To do: Would you retype each record exactly as given?

Extracted material:

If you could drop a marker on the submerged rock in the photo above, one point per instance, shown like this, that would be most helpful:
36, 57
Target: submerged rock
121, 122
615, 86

Written reply:
If you could drop a marker on the submerged rock in the photo above, one point per instance, shown like this, that would be most helpful:
36, 57
Target: submerged rock
121, 122
615, 86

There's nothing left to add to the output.